[Dataset items]
>> start

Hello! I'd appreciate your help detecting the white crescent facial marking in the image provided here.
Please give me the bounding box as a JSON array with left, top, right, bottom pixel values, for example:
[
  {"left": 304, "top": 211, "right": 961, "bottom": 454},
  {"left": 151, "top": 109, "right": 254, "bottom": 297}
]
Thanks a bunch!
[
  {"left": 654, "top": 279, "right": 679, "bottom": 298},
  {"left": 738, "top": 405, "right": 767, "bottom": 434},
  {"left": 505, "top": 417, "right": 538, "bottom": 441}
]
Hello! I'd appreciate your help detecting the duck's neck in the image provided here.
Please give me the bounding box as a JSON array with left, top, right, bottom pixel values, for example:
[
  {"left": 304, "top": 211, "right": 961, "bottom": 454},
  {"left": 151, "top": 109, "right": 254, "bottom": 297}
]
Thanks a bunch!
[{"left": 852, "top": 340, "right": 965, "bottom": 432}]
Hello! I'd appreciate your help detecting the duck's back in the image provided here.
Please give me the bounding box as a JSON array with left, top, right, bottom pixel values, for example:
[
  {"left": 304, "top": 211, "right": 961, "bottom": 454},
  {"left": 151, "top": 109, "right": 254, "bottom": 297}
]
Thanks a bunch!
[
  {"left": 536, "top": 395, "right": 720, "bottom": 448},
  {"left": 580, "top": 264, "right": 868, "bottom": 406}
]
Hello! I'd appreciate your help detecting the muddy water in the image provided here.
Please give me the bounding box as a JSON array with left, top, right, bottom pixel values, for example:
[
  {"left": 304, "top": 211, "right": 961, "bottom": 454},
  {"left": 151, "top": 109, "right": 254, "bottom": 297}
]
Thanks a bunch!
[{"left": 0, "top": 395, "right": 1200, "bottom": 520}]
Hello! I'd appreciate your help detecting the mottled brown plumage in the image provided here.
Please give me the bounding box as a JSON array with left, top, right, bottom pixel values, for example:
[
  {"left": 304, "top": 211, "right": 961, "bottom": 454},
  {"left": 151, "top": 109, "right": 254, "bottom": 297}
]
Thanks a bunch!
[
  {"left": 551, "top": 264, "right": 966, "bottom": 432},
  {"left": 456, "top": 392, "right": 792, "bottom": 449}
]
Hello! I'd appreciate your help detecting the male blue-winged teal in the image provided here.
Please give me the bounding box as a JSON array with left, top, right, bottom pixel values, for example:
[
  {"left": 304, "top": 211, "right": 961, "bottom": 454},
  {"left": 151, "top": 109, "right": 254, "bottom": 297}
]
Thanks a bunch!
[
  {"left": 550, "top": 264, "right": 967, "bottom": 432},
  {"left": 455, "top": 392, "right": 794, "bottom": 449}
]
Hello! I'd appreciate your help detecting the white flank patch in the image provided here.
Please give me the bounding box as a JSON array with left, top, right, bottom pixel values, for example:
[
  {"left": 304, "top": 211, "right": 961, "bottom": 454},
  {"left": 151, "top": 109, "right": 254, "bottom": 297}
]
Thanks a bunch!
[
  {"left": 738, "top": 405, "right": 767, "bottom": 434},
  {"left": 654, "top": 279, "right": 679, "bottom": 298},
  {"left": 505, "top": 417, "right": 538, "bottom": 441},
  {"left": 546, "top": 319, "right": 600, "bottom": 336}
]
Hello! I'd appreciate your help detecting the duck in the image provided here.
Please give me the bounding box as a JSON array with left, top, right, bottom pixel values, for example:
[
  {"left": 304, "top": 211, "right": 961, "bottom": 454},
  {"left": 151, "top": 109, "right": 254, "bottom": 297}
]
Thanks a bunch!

>> end

Problem to solve:
Reproduce all the records above, substituting "enclosing rectangle" for every occurrence of "bounding box" and leaving everything else unchanged.

Written solution:
Hello! I'd appreciate your help detecting the white crescent facial marking in the image provided here.
Please give me the enclosing rectangle as a JSON array with left, top, right, bottom pixel values, for example:
[
  {"left": 304, "top": 211, "right": 961, "bottom": 454},
  {"left": 151, "top": 109, "right": 254, "bottom": 297}
]
Thanks a bunch!
[
  {"left": 654, "top": 279, "right": 679, "bottom": 298},
  {"left": 738, "top": 405, "right": 767, "bottom": 434},
  {"left": 505, "top": 417, "right": 538, "bottom": 441}
]
Hello! I'd appreciate your help detecting the duck's neck in the image provided here.
Please give me the enclosing rectangle as a JSON array with left, top, right, bottom pixel values, for example:
[
  {"left": 304, "top": 211, "right": 961, "bottom": 454},
  {"left": 151, "top": 109, "right": 254, "bottom": 297}
]
Thanks a bunch!
[{"left": 852, "top": 340, "right": 965, "bottom": 432}]
Hello! I'd appreciate your help detecting the duck's back in the image provided here.
Please give me the enclosing rectangle as a JSON array with left, top, right, bottom pixel values, for example:
[
  {"left": 304, "top": 211, "right": 961, "bottom": 454},
  {"left": 151, "top": 109, "right": 254, "bottom": 297}
]
Thanks a bunch!
[
  {"left": 536, "top": 395, "right": 720, "bottom": 448},
  {"left": 580, "top": 264, "right": 868, "bottom": 406}
]
Hello! I'd appreciate your help detecting the muddy water in the image provided here.
Please give me the enclosing rectangle as a JSON array with left, top, right, bottom pixel values, for example:
[
  {"left": 304, "top": 211, "right": 961, "bottom": 454},
  {"left": 151, "top": 109, "right": 254, "bottom": 297}
]
Thanks a bunch!
[{"left": 0, "top": 395, "right": 1200, "bottom": 520}]
Hello! I'd appreciate your help detecting the mottled brown plumage in the image provided here.
Please give me the enclosing rectangle as a JSON array with left, top, right, bottom pixel values, for example:
[
  {"left": 304, "top": 211, "right": 961, "bottom": 454},
  {"left": 151, "top": 109, "right": 254, "bottom": 297}
]
Thanks a bunch!
[
  {"left": 551, "top": 264, "right": 966, "bottom": 432},
  {"left": 456, "top": 392, "right": 792, "bottom": 449}
]
Hello! I'd appreciate your help detecting the male blue-winged teal in the image provided here.
Please give me the enclosing rectangle as a JSON array with left, top, right, bottom pixel values, for example:
[
  {"left": 304, "top": 211, "right": 961, "bottom": 454},
  {"left": 151, "top": 109, "right": 254, "bottom": 297}
]
Thanks a bunch!
[
  {"left": 550, "top": 264, "right": 967, "bottom": 432},
  {"left": 455, "top": 392, "right": 794, "bottom": 449}
]
Hello! I'd appreciate your help detecting the white flank patch in the image provided here.
Please give me the enclosing rectangle as a JSON array with left, top, right, bottom pixel values, for example:
[
  {"left": 304, "top": 211, "right": 961, "bottom": 454},
  {"left": 151, "top": 109, "right": 254, "bottom": 297}
]
Thanks a bunch!
[
  {"left": 738, "top": 405, "right": 767, "bottom": 434},
  {"left": 654, "top": 279, "right": 679, "bottom": 298},
  {"left": 505, "top": 417, "right": 538, "bottom": 441},
  {"left": 546, "top": 319, "right": 600, "bottom": 336}
]
Hello! I'd appreciate your help detecting the duck in the image provided here.
Please give me the enclosing rectangle as a JSON array with left, top, right, bottom pixel values, for example:
[
  {"left": 304, "top": 211, "right": 961, "bottom": 454},
  {"left": 151, "top": 109, "right": 254, "bottom": 297}
]
Thanks a bunch!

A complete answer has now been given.